| SET TASKS |
a – Answer these questions about the following forum thread on loading metric lines into pandas:
(i) What value is given for folder_ls_count in the sample data?
(ii) What tool does the asker say the data came from?
(iii) Which pandas function does the reply recommend for loading the file, and with what separator?
b – Resume the forum thread on loading metric lines into pandas, picking up right after its final sentence.

| DOCUMENT SECTION |

--- start ---

-1

I have data that looks like this (from jq)

script_runtime{application="app1",runtime="1651394161"} 1651394161
folder_put_time{application="app1",runtime="1651394161"} 22
folder_get_time{application="app1",runtime="1651394161"} 128.544
folder_ls_time{application="app1",runtime="1651394161"} 3.868
folder_ls_count{application="app1",runtime="1651394161"} 5046

The dataframe should allow manipulation of each row to this:

script_runtime,app1,1651394161,1651394161
folder_put_time,app1,1651394161,22

Its in a textfile. How can I easily load it into pandas for data manipulation?

Stat.Enthus
  • 335
  • 1
  • 12

1 Answers1

1
  1. Load the .txt using pd.read_csv(), specifying a space as the separator (similar StackOverflow answer). The result will be a two-column dataframe with the bracketed text in the first column, and the float in the second column.

--- end ---

| RAW RECORDS |

--- start ---

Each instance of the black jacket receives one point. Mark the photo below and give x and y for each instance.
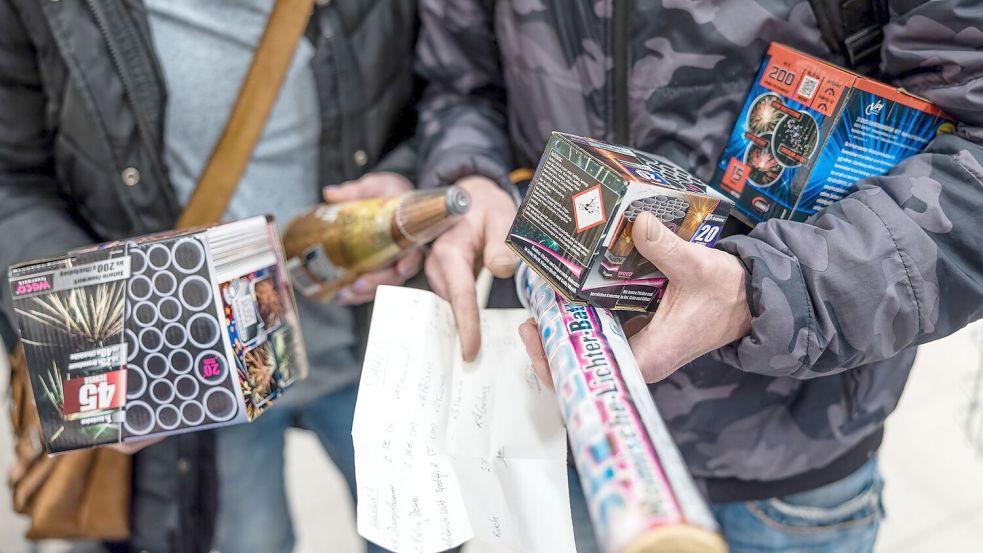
(82, 105)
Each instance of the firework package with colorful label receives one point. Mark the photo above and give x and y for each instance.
(157, 335)
(640, 495)
(810, 130)
(574, 226)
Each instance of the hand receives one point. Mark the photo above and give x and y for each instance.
(704, 308)
(374, 185)
(457, 255)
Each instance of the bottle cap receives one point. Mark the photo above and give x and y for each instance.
(457, 201)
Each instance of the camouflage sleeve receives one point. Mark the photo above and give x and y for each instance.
(462, 126)
(899, 262)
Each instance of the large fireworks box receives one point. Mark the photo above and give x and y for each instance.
(810, 130)
(158, 335)
(574, 226)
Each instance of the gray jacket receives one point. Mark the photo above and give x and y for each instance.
(838, 303)
(81, 114)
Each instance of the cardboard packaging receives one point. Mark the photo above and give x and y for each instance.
(809, 130)
(162, 334)
(574, 226)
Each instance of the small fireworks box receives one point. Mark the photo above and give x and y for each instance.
(810, 130)
(163, 334)
(574, 226)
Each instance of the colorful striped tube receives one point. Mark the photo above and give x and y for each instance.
(639, 492)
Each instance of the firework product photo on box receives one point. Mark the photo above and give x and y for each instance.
(157, 335)
(574, 226)
(809, 130)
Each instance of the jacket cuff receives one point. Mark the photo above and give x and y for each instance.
(446, 169)
(783, 325)
(401, 160)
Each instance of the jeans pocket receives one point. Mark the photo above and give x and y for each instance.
(812, 512)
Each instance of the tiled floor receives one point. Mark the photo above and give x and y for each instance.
(934, 472)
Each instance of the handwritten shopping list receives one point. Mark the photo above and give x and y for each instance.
(447, 451)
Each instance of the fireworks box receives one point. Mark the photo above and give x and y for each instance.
(809, 130)
(163, 334)
(574, 226)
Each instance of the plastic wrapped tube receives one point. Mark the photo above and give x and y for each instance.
(639, 492)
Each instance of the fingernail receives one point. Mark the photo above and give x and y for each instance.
(502, 261)
(653, 229)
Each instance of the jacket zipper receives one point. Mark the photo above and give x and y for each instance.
(143, 127)
(620, 31)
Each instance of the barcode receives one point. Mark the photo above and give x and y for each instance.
(808, 87)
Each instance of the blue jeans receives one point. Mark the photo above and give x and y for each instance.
(842, 517)
(253, 512)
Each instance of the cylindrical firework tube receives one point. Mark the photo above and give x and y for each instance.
(330, 246)
(639, 492)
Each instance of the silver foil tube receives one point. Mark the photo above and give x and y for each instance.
(639, 492)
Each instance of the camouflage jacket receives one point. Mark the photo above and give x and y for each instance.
(839, 303)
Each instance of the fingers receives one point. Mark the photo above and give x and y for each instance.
(499, 258)
(371, 185)
(450, 270)
(669, 253)
(529, 333)
(651, 351)
(464, 302)
(635, 324)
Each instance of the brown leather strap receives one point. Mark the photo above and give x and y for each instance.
(259, 90)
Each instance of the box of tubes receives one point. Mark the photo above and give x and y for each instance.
(162, 334)
(574, 226)
(809, 130)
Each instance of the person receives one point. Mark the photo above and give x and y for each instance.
(812, 326)
(109, 112)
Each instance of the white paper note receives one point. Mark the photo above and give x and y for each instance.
(447, 451)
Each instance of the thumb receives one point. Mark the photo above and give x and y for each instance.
(498, 256)
(369, 186)
(669, 253)
(653, 350)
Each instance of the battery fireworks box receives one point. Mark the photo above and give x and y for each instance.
(157, 335)
(574, 226)
(809, 130)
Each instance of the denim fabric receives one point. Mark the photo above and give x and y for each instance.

--- end ---

| RESPONSES TO THE TASKS |
a –
(i) 5046
(ii) jq
(iii) pd.read_csv(), with a space as the separator

b –
df = pd.read_csv("textfile.txt", header=None, delimiter=r"\s+")
  1. Parse the bracketed text into separate columns:
df['function'] = df[0].str.split("{",expand=True)[0]
df['application'] = df[0].str.split("\"",expand=True)[1]
df['runtime'] = df[0].str.split("\"",expand=True)[3]

The result is a dataframe looks like this: enter image description here

If you want to drop the first column which contains the bracketed value:
df = df.iloc[: , 1:]

enter image description here

Full code:

df = pd.read_csv("textfile.txt", header=None, delimiter=r"\s+")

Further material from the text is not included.